▸ Do this: Copy every line of the records below, requests included, and shift each bounding-box coordinate in the answers up by 16. Leave the pictures out.

▸ Entries shown:
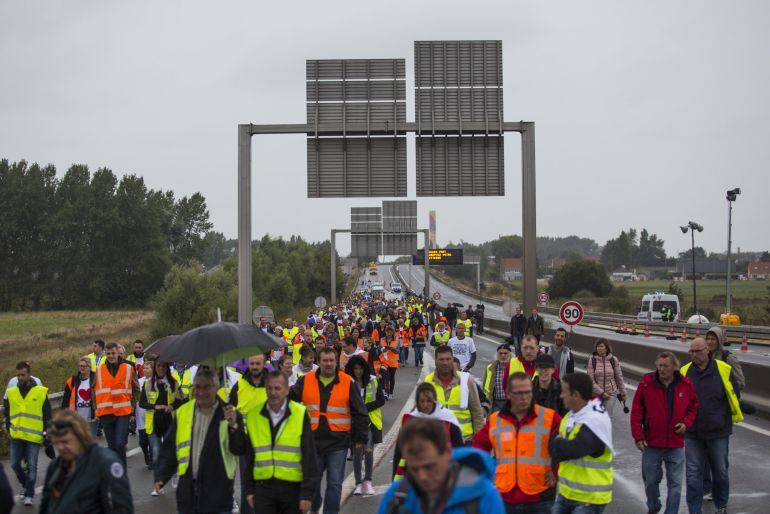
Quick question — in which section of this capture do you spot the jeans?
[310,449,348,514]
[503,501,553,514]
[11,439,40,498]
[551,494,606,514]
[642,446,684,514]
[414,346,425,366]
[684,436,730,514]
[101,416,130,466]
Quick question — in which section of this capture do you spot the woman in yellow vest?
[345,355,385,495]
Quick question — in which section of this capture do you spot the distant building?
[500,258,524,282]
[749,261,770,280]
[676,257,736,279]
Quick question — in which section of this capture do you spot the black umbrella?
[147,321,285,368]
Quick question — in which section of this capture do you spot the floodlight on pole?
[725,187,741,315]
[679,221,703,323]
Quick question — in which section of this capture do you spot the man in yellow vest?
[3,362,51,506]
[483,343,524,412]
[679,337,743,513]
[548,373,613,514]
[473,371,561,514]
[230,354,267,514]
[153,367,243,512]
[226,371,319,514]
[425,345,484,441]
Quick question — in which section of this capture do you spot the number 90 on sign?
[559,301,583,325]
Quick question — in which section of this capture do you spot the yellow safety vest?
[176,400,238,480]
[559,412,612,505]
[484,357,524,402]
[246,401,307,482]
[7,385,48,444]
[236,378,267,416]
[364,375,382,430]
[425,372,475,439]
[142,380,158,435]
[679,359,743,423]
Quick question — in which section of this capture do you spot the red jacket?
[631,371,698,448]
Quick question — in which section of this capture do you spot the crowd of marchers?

▸ Answer for this exercise:
Quick question — in which section of this capture do you spot the jeans?
[326,465,364,530]
[519,517,569,530]
[27,455,56,514]
[567,510,622,530]
[658,462,700,530]
[430,362,441,382]
[700,452,746,530]
[117,432,146,482]
Quick question — in which section of this capture do you spot the woman in yellow vest?
[361,371,401,511]
Quick question — in which section of this capture do you spot the distant building?
[516,274,540,298]
[765,277,786,296]
[692,273,752,295]
Quick question — in which section of this capture do you spot the black umbrella?
[163,337,301,384]
Quick question — in which section of this capture do you spot the floodlight on pole?
[741,203,757,331]
[695,237,719,339]
Quick question — in which section of this capture do you spot the man in yellow vest?
[19,378,67,522]
[499,359,540,428]
[695,353,759,529]
[564,389,629,530]
[489,387,577,530]
[246,370,283,530]
[169,383,259,528]
[242,387,335,530]
[441,361,500,457]
Quick question — in which section of this capture do you spot the number 90 on sign?
[575,317,599,341]
Quick question — in which section of this capture do you spot the yellow safety vest?
[192,416,254,496]
[575,428,628,521]
[500,373,540,418]
[262,417,323,498]
[23,401,64,460]
[252,394,283,432]
[380,391,398,446]
[441,388,491,455]
[158,396,174,451]
[695,375,759,439]
Quick question — in which section of this capture do you spot the red jacket?
[647,387,714,464]
Quick question — in which section of this capture do you spot the crowd of marchers?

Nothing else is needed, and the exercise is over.